## EXERCISE REQUIREMENTS
Take the listing and print it in full, exactly as given.

········

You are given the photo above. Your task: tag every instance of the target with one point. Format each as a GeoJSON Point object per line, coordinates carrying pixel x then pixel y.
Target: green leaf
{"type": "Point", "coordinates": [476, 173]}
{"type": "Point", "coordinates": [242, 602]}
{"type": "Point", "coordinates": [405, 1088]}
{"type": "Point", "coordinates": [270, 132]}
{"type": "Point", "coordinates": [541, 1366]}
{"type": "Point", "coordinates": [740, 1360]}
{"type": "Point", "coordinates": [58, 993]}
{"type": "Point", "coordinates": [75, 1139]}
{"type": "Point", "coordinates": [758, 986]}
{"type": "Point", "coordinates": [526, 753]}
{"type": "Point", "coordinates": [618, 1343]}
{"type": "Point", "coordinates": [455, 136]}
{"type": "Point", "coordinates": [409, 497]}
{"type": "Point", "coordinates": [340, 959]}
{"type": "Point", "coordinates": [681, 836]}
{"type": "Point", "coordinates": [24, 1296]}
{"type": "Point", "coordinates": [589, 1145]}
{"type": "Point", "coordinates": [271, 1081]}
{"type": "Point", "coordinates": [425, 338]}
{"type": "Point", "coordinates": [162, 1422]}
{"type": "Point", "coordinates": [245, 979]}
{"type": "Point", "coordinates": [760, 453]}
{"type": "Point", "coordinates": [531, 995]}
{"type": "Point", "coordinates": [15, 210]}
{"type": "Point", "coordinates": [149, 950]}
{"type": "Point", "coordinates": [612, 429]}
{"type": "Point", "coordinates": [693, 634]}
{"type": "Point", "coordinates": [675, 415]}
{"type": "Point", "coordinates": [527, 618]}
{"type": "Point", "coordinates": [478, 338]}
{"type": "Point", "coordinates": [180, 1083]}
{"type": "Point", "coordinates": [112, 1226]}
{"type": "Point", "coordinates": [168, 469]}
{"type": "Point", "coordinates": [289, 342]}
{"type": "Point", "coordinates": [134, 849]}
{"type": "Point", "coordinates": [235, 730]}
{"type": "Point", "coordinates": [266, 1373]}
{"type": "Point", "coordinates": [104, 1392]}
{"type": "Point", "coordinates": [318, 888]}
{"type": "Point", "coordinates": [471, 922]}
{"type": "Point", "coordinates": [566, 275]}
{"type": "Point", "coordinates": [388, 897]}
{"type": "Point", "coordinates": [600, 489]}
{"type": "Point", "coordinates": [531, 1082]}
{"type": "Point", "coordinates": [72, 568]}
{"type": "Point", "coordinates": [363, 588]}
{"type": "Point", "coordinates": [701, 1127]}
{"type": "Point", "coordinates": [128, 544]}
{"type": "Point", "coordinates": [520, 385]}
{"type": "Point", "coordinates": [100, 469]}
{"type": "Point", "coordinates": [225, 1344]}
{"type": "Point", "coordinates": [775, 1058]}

········

## WRITTEN ANSWER
You are given the photo above. Your task: tag every instance of the target with one point. Format each as a GeoJSON Point object per line, coordinates carrying pixel x then pixel y.
Target: green leaf
{"type": "Point", "coordinates": [476, 173]}
{"type": "Point", "coordinates": [242, 602]}
{"type": "Point", "coordinates": [405, 1088]}
{"type": "Point", "coordinates": [270, 132]}
{"type": "Point", "coordinates": [541, 1366]}
{"type": "Point", "coordinates": [740, 1360]}
{"type": "Point", "coordinates": [58, 993]}
{"type": "Point", "coordinates": [75, 1139]}
{"type": "Point", "coordinates": [758, 986]}
{"type": "Point", "coordinates": [526, 753]}
{"type": "Point", "coordinates": [618, 1343]}
{"type": "Point", "coordinates": [455, 136]}
{"type": "Point", "coordinates": [409, 497]}
{"type": "Point", "coordinates": [340, 959]}
{"type": "Point", "coordinates": [681, 836]}
{"type": "Point", "coordinates": [24, 1296]}
{"type": "Point", "coordinates": [589, 1145]}
{"type": "Point", "coordinates": [271, 1081]}
{"type": "Point", "coordinates": [425, 338]}
{"type": "Point", "coordinates": [162, 1422]}
{"type": "Point", "coordinates": [245, 979]}
{"type": "Point", "coordinates": [760, 453]}
{"type": "Point", "coordinates": [531, 995]}
{"type": "Point", "coordinates": [15, 210]}
{"type": "Point", "coordinates": [149, 950]}
{"type": "Point", "coordinates": [612, 429]}
{"type": "Point", "coordinates": [693, 634]}
{"type": "Point", "coordinates": [675, 415]}
{"type": "Point", "coordinates": [527, 618]}
{"type": "Point", "coordinates": [478, 338]}
{"type": "Point", "coordinates": [180, 1083]}
{"type": "Point", "coordinates": [112, 1226]}
{"type": "Point", "coordinates": [168, 469]}
{"type": "Point", "coordinates": [289, 342]}
{"type": "Point", "coordinates": [134, 849]}
{"type": "Point", "coordinates": [235, 730]}
{"type": "Point", "coordinates": [266, 1373]}
{"type": "Point", "coordinates": [104, 1392]}
{"type": "Point", "coordinates": [318, 888]}
{"type": "Point", "coordinates": [471, 922]}
{"type": "Point", "coordinates": [566, 275]}
{"type": "Point", "coordinates": [388, 897]}
{"type": "Point", "coordinates": [600, 489]}
{"type": "Point", "coordinates": [531, 1082]}
{"type": "Point", "coordinates": [72, 568]}
{"type": "Point", "coordinates": [363, 588]}
{"type": "Point", "coordinates": [701, 1127]}
{"type": "Point", "coordinates": [128, 544]}
{"type": "Point", "coordinates": [520, 385]}
{"type": "Point", "coordinates": [100, 469]}
{"type": "Point", "coordinates": [225, 1344]}
{"type": "Point", "coordinates": [775, 1058]}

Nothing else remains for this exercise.